# GIVEN TASK 1
Answer these from the text on WAVE file metadata below:
(a) In what year was the Microsoft/IBM Multimedia interface that included the original WAVE specification published?
(b) By default, which encoding should all text metadata use?
(c) Which chunk defines the format of the audio in the data chunk?

** start of TEXT BLOCK **

Many coding examples and WAVE file explainers from the 90s and early aughts
give the basic layout of a WAVE file and naive devs go along with it.
.SS Encoding and Decoding Text Metadata
.PP
Modern metadata systems, anything developed since the late aughts, will defer
encoding to an XML parser so when dealing with
.I ixml
or
.I axml
so a client can mostly ignore this problem.
.PP
The most established metadata systems are older than this though, and so the
entire weight of text encoding history falls upon the client.
.PP
The original WAVE specification, a part of the Microsoft/IBM Multimedia
interface of 1991, was written at a time when Windows was an ascendant and
soon-to-be dominant desktop environment. Audio files were almost
never shared via LANs or the Internet or any other way. When audio files were
shared, among the miniscule number of people who did this, it was via BBS or
usenet. Users at this time may have ripped them from CDs, but the cost of hard
drives and low quality of compressed formats at the time made this little more
than a curiosity. There was no
.I CDBaby or
.I CDDB
to download and populate metadata from at this time.
.PP
So, the
.I INFO
and
.I cue
metadata systems, which are by far the most prevalent and supported, were
published two years before the so-called "Endless September" of 1993 when the
Internet became mainstream, when Unicode was still a twinkle in the eye, and
two years before Ariana Grande was born.
.PP
The safest assumption, and the mandate of the Microsoft, is that all text
metadata, by default, be encoded in Windows codepage 819, a.k.a. ISO Latin
alphabet 1, or ISO 8859-1. This covers most Western European scripts but
excludes all of Asia, Russia and most of the European Near East, the Middle
East.
.SH CHUNK MENAGERIE
A list of chunks that you may find in a wave file from our experience.
.SS Essential WAV Chunks
.IP fmt
Defines the format of the audio in the
.I data
chunk: the audio codec, the sample rate, bit depth, channel count, block
alignment and other data. May take an "extended" form, with additional data
(such as channel speaker assignments) if there are more than two channels in
the file or if it is a compressed format.

** end of TEXT BLOCK **
** start of SUPPLIED ENTRIES **

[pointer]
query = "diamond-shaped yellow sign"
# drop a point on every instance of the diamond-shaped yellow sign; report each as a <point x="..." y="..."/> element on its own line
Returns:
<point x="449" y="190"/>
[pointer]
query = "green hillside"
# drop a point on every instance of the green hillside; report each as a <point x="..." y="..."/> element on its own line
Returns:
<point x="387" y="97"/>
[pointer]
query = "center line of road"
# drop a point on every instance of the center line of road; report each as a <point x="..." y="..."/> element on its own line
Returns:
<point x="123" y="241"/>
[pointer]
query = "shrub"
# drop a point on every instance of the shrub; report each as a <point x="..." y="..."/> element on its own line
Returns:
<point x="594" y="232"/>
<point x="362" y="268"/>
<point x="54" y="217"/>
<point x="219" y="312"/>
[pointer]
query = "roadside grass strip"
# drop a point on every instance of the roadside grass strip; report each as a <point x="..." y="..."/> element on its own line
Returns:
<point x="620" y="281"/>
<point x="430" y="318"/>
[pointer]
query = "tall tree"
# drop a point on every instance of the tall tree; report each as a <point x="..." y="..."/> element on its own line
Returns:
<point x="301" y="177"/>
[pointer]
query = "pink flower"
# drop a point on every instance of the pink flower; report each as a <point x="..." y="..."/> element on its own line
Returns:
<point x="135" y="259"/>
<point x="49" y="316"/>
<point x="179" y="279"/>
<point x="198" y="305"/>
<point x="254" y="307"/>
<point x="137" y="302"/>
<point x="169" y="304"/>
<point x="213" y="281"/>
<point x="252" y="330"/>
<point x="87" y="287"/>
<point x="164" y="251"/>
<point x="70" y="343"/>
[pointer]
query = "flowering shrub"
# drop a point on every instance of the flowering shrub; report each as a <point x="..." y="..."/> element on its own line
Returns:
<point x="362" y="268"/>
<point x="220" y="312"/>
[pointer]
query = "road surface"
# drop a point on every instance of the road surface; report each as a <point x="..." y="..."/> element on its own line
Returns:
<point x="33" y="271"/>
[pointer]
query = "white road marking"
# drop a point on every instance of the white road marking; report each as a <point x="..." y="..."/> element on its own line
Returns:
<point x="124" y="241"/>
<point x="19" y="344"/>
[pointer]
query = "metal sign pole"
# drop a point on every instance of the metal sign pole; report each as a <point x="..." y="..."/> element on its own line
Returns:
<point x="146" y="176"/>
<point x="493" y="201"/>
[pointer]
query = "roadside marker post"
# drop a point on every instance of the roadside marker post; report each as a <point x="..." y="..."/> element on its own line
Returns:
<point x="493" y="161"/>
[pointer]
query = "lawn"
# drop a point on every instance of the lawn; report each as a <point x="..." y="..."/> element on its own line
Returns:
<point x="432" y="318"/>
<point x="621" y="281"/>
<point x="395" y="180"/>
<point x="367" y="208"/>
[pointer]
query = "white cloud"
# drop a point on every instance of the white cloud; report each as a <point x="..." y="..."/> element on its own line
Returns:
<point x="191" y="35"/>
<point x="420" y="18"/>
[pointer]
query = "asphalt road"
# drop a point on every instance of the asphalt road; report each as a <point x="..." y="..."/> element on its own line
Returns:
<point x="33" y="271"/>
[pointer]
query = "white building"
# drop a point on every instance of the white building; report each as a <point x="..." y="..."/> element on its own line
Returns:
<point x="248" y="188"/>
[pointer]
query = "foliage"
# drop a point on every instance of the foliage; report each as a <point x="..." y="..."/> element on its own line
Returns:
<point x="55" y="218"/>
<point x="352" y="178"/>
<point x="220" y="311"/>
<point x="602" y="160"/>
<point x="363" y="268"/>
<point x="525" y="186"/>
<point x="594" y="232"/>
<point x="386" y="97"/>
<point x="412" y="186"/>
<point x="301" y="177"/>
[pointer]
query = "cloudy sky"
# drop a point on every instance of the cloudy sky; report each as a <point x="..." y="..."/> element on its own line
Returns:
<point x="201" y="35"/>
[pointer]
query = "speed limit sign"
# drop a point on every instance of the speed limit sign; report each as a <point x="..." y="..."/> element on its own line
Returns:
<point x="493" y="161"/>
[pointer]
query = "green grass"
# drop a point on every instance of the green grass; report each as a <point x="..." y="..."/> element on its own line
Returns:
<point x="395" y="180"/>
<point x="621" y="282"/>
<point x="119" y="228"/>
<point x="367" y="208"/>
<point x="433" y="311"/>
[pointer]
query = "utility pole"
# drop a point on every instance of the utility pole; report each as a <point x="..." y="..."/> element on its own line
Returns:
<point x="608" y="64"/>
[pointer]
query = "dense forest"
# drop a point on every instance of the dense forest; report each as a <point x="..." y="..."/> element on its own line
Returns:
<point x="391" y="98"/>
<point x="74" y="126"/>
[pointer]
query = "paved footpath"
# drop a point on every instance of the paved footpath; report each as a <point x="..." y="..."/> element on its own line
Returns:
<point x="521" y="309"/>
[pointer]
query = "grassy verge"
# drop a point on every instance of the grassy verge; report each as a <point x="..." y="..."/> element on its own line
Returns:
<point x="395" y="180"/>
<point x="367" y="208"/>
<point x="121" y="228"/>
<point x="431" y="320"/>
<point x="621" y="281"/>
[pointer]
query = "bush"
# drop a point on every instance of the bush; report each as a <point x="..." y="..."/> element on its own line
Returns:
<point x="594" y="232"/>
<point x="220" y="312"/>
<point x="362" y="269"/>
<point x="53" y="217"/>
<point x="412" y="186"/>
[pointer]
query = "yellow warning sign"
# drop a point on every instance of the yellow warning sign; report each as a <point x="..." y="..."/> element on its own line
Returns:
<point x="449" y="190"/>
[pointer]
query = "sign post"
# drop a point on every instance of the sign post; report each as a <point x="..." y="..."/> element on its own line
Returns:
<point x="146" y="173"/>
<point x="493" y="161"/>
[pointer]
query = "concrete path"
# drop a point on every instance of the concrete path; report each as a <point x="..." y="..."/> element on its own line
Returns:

** end of SUPPLIED ENTRIES **

# GIVEN TASK 2
Which lines of the records above contain the string "footpath"? Report each such line in full, treating case as significant.

# WORKED ANSWER 1
(a) 1991
(b) Windows codepage 819, also known as ISO Latin alphabet 1 or ISO 8859-1
(c) fmt

# WORKED ANSWER 2
query = "paved footpath"
# drop a point on every instance of the paved footpath; report each as a <point x="..." y="..."/> element on its own line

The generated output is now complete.